__Alıştırma Görevleri__.
**A.** Kurtubi'nin hayatını anlatan metinde geçen "Babası Hıristiyan İspanyolların 16 Temmuz 1230 tarihinde gerçekleştirdikleri bir saldırıda öldürüldü." cümlesini İngilizceye çeviriniz.
**B.** Kurtubi'nin hayatını anlatan metni, son cümlesinden itibaren devam ettiriniz.

*** Belge Alıntısı

Muhammed bin Ahmed el-Kurtubi, (doğum tarihi XI.
Yüzyılın sonları ve XII. Yüzyılın başları olarak tahmin edilmiştir.),
Eserlerinde Ehl-i Sünnet’i savunan,
başta Mu’tezile olmak üzere İmâmiye, Râfiziyye, Kerrâm’îyye gibi fırkaları
eleştiren âmelde Malikî, i'tikatta Eş’ari olmakla birlikte, mezhep taassubuna karşı tavır takınan ve
taklitçiliği bir metot olarak benimsemediğini dile getiren Endülüslü ve Arap, muhaddis, müfessir, fakih, dilci ve kıraat âlimi.
Kurtubi, Endülüs'ün yetiştirdigi büyük
alimlerdendir. Endülüs Emevileri’nin başşehri olan,
dönemin ilim yuvası Kurtuba’da dünyaya geldi.
Doğum tarihi 12. yüzyılın sonları ve 13. yüzyılın başları olarak tahmin edilmiştir.
Kurtuba'da çiftçilikle uğraşan bir ailenin çocuğu olarak dünyaya geldi. Babası
Hıristiyan İspanyolların 16 Temmuz 1230 tarihinde
gerçekleştirdikleri bir saldırıda öldürüldü. Kurtubi, gençlik yıllarında çömlek
yapımında kullanılan toprak taşımacılığı ile uğraşarak ailesinin geçimine
yardımcı olmuştur.
Eğitiminin ilk yıllarını Kurtuba’da geçirdi ve burada
'İbni Ebi Hucce' diye tanınan Ebu Cafer Ahmed bin Muhammed el-Kaysi (ö. 1245), Rebi bin Abdurrahman bin Ahmed el-Eş’ari (ö.1235), Ebu’l Hasan Ali bin Kutral el-Ensari gibi alimlerden
sarf-nahiv (Arap grameri), belağat, Kur'ân
ilimleri ve fıkıh dersleri aldı.

******
*** Veri Kümesi İçeriği

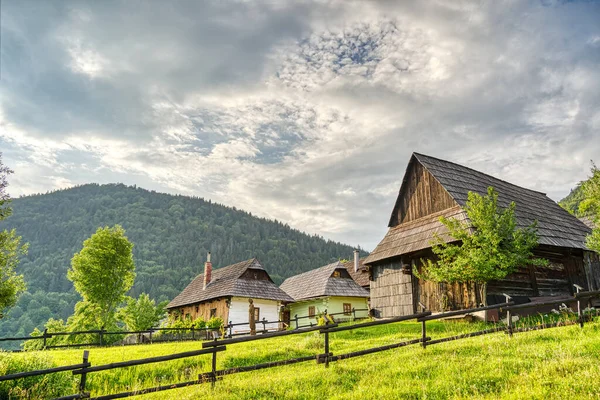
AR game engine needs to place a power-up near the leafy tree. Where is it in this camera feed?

******

__Alıştırma Cevapları__.
**A.** His father was killed in an attack carried out by the Christian Spaniards on July 16, 1230.

**B.**
Kurtuba’nın 1236 yılında Kastilya-Leon Kralı III. Fernando’nun kuvvetleri tarafından ele
geçirilmesinden sonra şehri terk ederek İskenderiye’ye geçti. Burada 'İbnü’l Müzeyyen'
ismiyle anılan Ahmed
bin Ömer el-Kurtubi’den (ö.1258) el-Müfhim fi Şerhi Sahih-i Müslim adlı eserinin
bir kısmını dinledi. Ayrıca 1251 yılında vefat
eden hadis alimi Ebu Muhammed Abdulvehhab İbn Revâc, Ebu Muhammed Abdülmu’ti el-Lahmi, el-Hasen İbn Muhammed el-Bekri (ö.1258), İbnu'l
Cummeyzi (ö.1252) gibi hocalardan dil, edebiyat, Kur'an
ilimleri, kıraat, tefsir, hadis ve fıkıh dersleri aldı.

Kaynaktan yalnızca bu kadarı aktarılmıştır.